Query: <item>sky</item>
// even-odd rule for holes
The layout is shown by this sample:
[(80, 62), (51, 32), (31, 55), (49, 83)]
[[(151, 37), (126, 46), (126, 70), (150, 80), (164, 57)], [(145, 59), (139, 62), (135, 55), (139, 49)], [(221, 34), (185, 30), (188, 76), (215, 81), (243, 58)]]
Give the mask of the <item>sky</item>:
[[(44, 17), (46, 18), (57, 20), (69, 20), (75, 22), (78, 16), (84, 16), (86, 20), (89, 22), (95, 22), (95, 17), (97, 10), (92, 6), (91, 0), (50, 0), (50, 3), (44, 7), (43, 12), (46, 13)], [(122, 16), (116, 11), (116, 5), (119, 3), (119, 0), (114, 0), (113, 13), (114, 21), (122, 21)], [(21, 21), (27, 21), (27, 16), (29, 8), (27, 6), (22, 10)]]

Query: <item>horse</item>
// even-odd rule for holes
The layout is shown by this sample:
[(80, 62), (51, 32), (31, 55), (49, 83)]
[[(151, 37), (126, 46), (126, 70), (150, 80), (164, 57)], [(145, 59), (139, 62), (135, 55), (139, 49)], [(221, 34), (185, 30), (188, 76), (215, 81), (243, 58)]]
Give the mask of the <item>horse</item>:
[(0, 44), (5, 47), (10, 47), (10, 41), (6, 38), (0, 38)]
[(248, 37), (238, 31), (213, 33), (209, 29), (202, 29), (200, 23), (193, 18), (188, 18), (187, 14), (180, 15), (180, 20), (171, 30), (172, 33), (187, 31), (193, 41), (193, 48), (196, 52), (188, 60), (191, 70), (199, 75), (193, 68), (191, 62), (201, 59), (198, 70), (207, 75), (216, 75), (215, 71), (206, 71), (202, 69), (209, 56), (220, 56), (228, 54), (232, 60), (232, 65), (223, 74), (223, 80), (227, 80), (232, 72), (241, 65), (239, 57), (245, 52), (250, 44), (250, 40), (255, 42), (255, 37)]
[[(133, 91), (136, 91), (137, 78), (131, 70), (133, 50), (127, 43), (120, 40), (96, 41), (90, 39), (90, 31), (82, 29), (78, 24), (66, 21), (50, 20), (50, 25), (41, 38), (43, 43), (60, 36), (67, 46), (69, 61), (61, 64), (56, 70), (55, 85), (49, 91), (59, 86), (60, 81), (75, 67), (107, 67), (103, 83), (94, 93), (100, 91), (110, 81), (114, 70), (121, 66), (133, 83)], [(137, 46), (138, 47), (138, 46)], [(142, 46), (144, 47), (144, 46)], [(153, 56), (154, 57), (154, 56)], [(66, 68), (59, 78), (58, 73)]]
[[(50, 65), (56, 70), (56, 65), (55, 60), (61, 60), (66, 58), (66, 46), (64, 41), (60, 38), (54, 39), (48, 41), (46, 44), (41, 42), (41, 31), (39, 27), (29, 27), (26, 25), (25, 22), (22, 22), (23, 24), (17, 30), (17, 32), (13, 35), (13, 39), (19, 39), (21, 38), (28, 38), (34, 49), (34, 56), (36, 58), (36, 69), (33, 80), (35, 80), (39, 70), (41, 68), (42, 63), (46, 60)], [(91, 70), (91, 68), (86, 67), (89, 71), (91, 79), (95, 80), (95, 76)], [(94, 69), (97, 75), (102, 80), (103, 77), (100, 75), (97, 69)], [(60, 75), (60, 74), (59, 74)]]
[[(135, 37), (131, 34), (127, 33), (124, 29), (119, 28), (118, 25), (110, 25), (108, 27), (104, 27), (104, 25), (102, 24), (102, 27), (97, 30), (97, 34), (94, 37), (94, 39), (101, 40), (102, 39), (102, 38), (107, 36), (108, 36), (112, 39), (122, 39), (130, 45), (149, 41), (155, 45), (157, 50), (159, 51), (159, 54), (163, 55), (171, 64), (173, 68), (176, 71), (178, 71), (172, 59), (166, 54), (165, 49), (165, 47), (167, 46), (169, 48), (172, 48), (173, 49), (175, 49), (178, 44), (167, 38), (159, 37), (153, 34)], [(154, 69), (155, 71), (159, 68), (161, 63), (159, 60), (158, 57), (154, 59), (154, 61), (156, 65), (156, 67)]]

━━━━━━━━━━━━━━━━

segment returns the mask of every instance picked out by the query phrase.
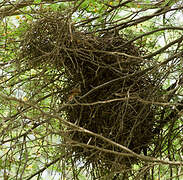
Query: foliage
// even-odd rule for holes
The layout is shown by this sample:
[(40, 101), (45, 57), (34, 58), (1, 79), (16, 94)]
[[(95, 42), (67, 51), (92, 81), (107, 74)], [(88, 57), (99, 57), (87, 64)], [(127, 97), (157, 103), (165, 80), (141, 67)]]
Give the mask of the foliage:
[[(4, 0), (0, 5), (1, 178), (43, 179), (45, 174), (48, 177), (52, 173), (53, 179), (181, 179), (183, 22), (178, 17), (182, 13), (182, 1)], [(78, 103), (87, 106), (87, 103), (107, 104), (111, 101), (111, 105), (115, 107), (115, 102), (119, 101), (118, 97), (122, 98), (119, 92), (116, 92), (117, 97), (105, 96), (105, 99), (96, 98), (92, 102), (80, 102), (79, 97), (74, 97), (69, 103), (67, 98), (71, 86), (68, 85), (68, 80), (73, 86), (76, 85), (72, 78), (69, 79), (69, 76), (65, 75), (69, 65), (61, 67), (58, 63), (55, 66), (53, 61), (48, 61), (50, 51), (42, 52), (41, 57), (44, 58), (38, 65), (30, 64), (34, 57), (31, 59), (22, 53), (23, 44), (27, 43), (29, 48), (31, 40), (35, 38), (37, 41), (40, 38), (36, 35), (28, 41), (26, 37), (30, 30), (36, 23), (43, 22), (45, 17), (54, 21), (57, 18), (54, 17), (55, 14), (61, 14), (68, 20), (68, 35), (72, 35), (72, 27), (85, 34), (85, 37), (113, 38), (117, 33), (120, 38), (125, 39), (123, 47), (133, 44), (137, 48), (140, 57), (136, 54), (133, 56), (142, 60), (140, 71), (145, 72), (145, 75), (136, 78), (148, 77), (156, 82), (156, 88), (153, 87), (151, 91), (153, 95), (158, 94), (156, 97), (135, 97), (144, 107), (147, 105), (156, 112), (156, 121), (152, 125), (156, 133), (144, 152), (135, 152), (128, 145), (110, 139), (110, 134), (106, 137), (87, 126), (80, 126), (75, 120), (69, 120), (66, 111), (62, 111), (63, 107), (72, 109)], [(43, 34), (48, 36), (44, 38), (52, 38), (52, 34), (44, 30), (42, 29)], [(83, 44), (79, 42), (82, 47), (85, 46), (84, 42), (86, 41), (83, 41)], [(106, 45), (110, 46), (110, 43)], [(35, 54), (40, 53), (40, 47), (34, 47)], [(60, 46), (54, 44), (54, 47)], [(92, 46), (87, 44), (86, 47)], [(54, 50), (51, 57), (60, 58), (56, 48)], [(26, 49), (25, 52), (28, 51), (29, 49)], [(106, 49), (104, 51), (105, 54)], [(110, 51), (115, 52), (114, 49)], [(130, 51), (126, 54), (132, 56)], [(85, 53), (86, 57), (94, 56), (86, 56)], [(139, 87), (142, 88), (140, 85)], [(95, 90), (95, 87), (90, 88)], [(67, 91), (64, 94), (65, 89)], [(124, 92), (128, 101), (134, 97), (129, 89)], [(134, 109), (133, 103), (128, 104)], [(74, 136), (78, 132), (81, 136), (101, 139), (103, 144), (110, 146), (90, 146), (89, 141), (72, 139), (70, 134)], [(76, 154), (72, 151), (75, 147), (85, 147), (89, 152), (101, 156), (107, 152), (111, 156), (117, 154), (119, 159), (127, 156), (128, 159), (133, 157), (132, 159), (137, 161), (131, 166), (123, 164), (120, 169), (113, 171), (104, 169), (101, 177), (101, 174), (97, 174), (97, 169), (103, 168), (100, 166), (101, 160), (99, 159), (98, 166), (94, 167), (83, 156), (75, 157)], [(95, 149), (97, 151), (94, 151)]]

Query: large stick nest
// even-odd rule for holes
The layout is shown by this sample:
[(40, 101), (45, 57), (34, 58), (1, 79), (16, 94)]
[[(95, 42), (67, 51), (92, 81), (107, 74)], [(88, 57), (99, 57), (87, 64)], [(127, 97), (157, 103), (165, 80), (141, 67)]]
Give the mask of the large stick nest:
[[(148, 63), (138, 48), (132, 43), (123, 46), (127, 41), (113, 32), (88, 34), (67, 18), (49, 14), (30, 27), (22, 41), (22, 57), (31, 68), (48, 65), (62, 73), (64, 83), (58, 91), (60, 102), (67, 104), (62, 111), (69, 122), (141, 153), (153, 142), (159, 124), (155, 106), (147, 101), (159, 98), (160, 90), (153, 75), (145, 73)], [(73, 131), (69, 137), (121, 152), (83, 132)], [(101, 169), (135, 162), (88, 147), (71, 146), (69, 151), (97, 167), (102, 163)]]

━━━━━━━━━━━━━━━━

> Goal
Copy every line above, from the line with "Query: <item>horse</item>" to the line with "42), (255, 37)]" (both included), and offset every coordinate in the answers by -32. Leave all other text on those lines unchanged.

> Correct output
Query: <item>horse</item>
// even-odd rule for holes
The layout is shown by this sample:
[(80, 62), (51, 32), (31, 55), (49, 83)]
[[(151, 37), (126, 46), (126, 70), (150, 80), (164, 57)], [(145, 59), (139, 62), (135, 55), (139, 49)], [(221, 34), (185, 30), (188, 76), (215, 81), (243, 58)]]
Give the mask of the <item>horse</item>:
[(-32, 12), (-27, 15), (-22, 15), (-22, 9), (-26, 6), (-32, 6)]
[(216, 5), (206, -1), (181, 1), (177, -3), (170, -3), (168, -9), (161, -14), (156, -14), (155, -18), (148, -17), (148, -12), (139, -2), (140, 1), (155, -1), (161, 9), (161, 16), (164, 20), (156, 28), (159, 38), (167, 43), (161, 36), (159, 30), (169, 27), (166, 38), (175, 43), (184, 43), (183, 39), (174, 39), (170, 37), (177, 24), (188, 24), (196, 22), (200, 28), (200, 33), (191, 42), (191, 48), (195, 48), (200, 40), (209, 33), (207, 25), (213, 20), (218, 12), (218, 8), (223, 10), (223, 5)]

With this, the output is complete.